▸ Task goal
Work through the data and say how many lines contain "snow". The number alone is the answer.

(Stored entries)
▼

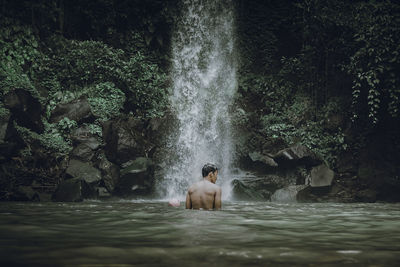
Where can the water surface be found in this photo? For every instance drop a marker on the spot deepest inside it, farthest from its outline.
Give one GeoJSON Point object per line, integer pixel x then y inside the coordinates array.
{"type": "Point", "coordinates": [149, 233]}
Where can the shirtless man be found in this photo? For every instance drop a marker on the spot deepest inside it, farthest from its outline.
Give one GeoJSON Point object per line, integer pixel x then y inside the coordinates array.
{"type": "Point", "coordinates": [205, 194]}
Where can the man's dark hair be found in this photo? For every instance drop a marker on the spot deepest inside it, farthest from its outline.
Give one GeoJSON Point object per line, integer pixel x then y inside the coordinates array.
{"type": "Point", "coordinates": [208, 168]}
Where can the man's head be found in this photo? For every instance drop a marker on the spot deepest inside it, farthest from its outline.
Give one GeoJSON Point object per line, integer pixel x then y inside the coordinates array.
{"type": "Point", "coordinates": [210, 170]}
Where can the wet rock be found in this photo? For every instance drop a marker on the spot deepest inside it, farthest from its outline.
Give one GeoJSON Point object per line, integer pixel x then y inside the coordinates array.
{"type": "Point", "coordinates": [321, 176]}
{"type": "Point", "coordinates": [243, 192]}
{"type": "Point", "coordinates": [82, 152]}
{"type": "Point", "coordinates": [73, 190]}
{"type": "Point", "coordinates": [287, 194]}
{"type": "Point", "coordinates": [297, 154]}
{"type": "Point", "coordinates": [367, 195]}
{"type": "Point", "coordinates": [137, 178]}
{"type": "Point", "coordinates": [83, 135]}
{"type": "Point", "coordinates": [78, 110]}
{"type": "Point", "coordinates": [259, 187]}
{"type": "Point", "coordinates": [102, 192]}
{"type": "Point", "coordinates": [110, 173]}
{"type": "Point", "coordinates": [265, 159]}
{"type": "Point", "coordinates": [26, 193]}
{"type": "Point", "coordinates": [25, 109]}
{"type": "Point", "coordinates": [83, 170]}
{"type": "Point", "coordinates": [125, 139]}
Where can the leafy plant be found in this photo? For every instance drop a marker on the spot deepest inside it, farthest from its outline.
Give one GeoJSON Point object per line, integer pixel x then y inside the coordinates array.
{"type": "Point", "coordinates": [105, 100]}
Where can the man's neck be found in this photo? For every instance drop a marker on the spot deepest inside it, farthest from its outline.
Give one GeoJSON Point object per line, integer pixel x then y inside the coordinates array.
{"type": "Point", "coordinates": [207, 178]}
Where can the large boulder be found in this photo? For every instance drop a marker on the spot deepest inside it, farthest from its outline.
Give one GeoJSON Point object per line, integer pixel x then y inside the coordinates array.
{"type": "Point", "coordinates": [251, 186]}
{"type": "Point", "coordinates": [83, 135]}
{"type": "Point", "coordinates": [82, 152]}
{"type": "Point", "coordinates": [85, 144]}
{"type": "Point", "coordinates": [137, 178]}
{"type": "Point", "coordinates": [4, 120]}
{"type": "Point", "coordinates": [83, 170]}
{"type": "Point", "coordinates": [241, 191]}
{"type": "Point", "coordinates": [109, 172]}
{"type": "Point", "coordinates": [287, 194]}
{"type": "Point", "coordinates": [125, 139]}
{"type": "Point", "coordinates": [264, 159]}
{"type": "Point", "coordinates": [73, 190]}
{"type": "Point", "coordinates": [26, 193]}
{"type": "Point", "coordinates": [297, 154]}
{"type": "Point", "coordinates": [321, 176]}
{"type": "Point", "coordinates": [78, 110]}
{"type": "Point", "coordinates": [367, 195]}
{"type": "Point", "coordinates": [25, 109]}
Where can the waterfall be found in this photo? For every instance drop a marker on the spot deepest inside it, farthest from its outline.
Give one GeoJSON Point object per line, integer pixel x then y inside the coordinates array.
{"type": "Point", "coordinates": [204, 83]}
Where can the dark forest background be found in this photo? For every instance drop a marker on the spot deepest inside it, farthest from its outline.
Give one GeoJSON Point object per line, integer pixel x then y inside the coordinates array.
{"type": "Point", "coordinates": [322, 73]}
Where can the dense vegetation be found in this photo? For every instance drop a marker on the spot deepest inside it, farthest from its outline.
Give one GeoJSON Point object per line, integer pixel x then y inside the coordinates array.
{"type": "Point", "coordinates": [323, 73]}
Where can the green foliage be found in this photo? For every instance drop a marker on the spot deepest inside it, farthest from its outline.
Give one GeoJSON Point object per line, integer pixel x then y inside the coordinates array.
{"type": "Point", "coordinates": [95, 129]}
{"type": "Point", "coordinates": [108, 71]}
{"type": "Point", "coordinates": [3, 111]}
{"type": "Point", "coordinates": [375, 63]}
{"type": "Point", "coordinates": [18, 55]}
{"type": "Point", "coordinates": [105, 100]}
{"type": "Point", "coordinates": [52, 139]}
{"type": "Point", "coordinates": [65, 126]}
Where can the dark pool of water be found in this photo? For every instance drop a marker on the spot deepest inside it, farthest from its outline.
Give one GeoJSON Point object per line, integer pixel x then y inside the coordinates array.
{"type": "Point", "coordinates": [242, 234]}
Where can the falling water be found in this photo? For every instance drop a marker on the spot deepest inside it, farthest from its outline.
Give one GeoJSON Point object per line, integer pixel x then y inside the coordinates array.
{"type": "Point", "coordinates": [204, 82]}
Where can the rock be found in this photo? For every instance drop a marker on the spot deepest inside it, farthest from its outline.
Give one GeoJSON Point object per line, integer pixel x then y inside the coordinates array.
{"type": "Point", "coordinates": [321, 176]}
{"type": "Point", "coordinates": [110, 173]}
{"type": "Point", "coordinates": [26, 193]}
{"type": "Point", "coordinates": [241, 191]}
{"type": "Point", "coordinates": [78, 110]}
{"type": "Point", "coordinates": [73, 190]}
{"type": "Point", "coordinates": [287, 194]}
{"type": "Point", "coordinates": [137, 178]}
{"type": "Point", "coordinates": [25, 109]}
{"type": "Point", "coordinates": [83, 135]}
{"type": "Point", "coordinates": [257, 156]}
{"type": "Point", "coordinates": [102, 192]}
{"type": "Point", "coordinates": [44, 197]}
{"type": "Point", "coordinates": [255, 187]}
{"type": "Point", "coordinates": [125, 139]}
{"type": "Point", "coordinates": [82, 152]}
{"type": "Point", "coordinates": [84, 171]}
{"type": "Point", "coordinates": [174, 203]}
{"type": "Point", "coordinates": [305, 195]}
{"type": "Point", "coordinates": [346, 163]}
{"type": "Point", "coordinates": [4, 120]}
{"type": "Point", "coordinates": [297, 153]}
{"type": "Point", "coordinates": [367, 195]}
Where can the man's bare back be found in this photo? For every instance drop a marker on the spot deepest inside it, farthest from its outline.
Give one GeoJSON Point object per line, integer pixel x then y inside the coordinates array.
{"type": "Point", "coordinates": [204, 194]}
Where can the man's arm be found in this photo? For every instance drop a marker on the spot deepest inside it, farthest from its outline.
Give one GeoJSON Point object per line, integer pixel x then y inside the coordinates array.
{"type": "Point", "coordinates": [217, 201]}
{"type": "Point", "coordinates": [188, 201]}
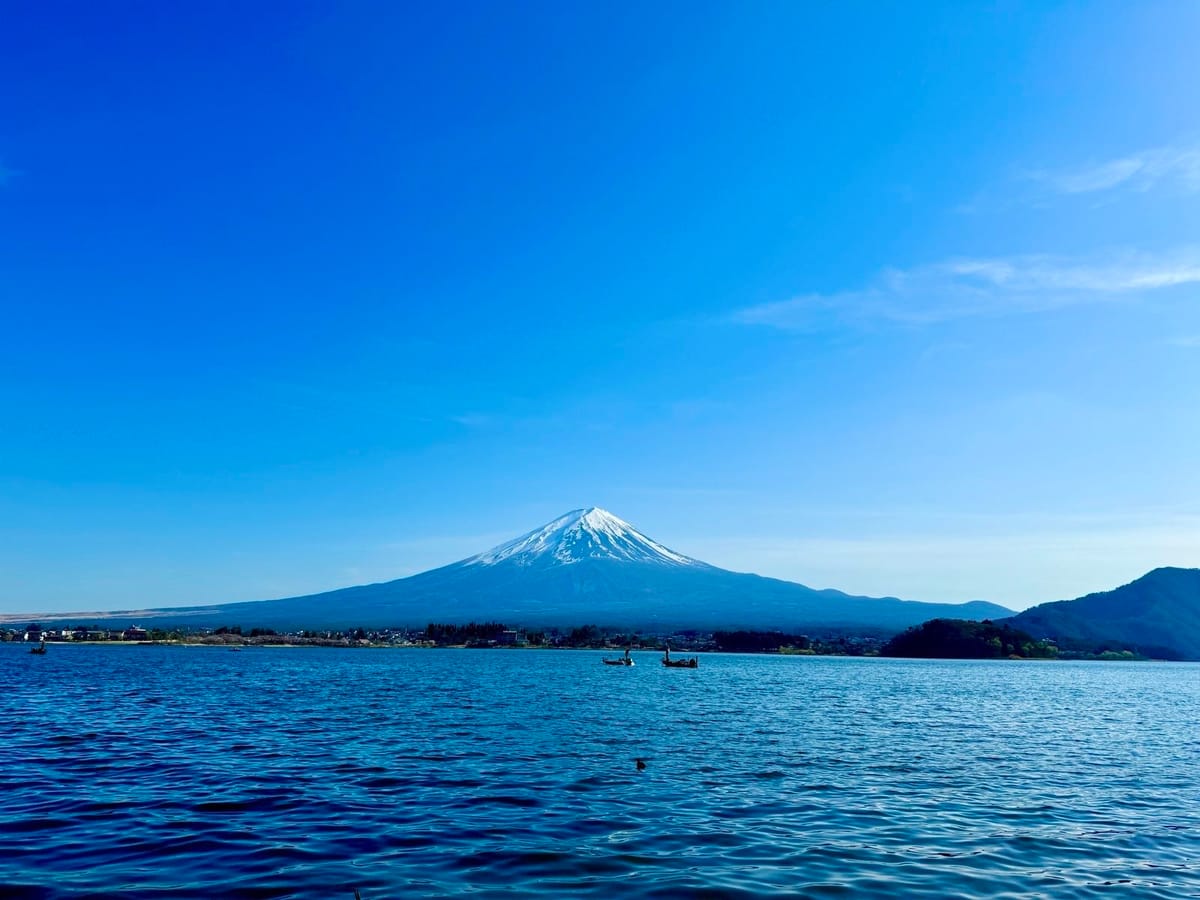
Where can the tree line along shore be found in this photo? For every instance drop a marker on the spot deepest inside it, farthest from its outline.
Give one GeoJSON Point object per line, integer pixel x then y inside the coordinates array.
{"type": "Point", "coordinates": [936, 639]}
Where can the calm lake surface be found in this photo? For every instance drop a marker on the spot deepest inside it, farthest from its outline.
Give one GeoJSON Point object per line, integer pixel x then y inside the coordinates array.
{"type": "Point", "coordinates": [309, 773]}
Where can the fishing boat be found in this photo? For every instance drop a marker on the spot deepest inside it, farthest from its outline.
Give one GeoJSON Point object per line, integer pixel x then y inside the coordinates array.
{"type": "Point", "coordinates": [682, 663]}
{"type": "Point", "coordinates": [693, 663]}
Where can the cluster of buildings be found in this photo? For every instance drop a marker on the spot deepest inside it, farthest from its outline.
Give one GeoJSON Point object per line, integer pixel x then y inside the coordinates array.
{"type": "Point", "coordinates": [35, 634]}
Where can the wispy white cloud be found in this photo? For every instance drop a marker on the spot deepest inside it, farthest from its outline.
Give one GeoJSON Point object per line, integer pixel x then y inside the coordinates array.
{"type": "Point", "coordinates": [1179, 165]}
{"type": "Point", "coordinates": [1031, 564]}
{"type": "Point", "coordinates": [963, 288]}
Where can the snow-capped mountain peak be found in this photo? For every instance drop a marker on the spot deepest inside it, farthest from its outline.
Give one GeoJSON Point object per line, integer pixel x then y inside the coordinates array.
{"type": "Point", "coordinates": [582, 534]}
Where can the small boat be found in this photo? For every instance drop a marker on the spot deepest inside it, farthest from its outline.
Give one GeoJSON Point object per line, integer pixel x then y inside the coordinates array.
{"type": "Point", "coordinates": [682, 663]}
{"type": "Point", "coordinates": [693, 663]}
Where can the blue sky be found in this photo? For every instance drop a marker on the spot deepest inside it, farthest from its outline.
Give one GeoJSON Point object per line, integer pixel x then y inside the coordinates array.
{"type": "Point", "coordinates": [899, 300]}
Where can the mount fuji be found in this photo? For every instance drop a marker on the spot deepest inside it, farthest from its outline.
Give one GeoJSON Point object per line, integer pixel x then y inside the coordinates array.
{"type": "Point", "coordinates": [585, 567]}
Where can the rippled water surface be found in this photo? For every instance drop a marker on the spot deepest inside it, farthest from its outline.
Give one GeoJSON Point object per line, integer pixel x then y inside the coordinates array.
{"type": "Point", "coordinates": [309, 773]}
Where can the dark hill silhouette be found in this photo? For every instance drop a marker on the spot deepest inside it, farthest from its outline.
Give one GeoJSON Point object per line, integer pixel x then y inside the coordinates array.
{"type": "Point", "coordinates": [1158, 615]}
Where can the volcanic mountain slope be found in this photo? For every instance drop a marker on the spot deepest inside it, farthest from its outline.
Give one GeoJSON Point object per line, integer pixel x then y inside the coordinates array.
{"type": "Point", "coordinates": [1157, 615]}
{"type": "Point", "coordinates": [585, 567]}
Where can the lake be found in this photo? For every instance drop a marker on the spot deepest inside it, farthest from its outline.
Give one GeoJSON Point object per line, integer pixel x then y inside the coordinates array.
{"type": "Point", "coordinates": [310, 773]}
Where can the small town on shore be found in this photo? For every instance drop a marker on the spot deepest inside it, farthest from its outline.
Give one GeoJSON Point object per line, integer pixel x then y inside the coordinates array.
{"type": "Point", "coordinates": [949, 639]}
{"type": "Point", "coordinates": [472, 636]}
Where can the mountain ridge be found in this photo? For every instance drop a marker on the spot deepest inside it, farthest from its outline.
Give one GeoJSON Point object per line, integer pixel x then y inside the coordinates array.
{"type": "Point", "coordinates": [1156, 612]}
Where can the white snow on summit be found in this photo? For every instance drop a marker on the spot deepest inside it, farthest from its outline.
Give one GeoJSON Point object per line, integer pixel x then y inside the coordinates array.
{"type": "Point", "coordinates": [582, 534]}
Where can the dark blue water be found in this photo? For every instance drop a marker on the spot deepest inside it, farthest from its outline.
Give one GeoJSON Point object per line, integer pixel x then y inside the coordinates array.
{"type": "Point", "coordinates": [309, 773]}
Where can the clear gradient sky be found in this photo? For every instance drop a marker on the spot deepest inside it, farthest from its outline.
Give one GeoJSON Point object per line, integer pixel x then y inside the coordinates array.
{"type": "Point", "coordinates": [899, 299]}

▲

▸ Written answer
2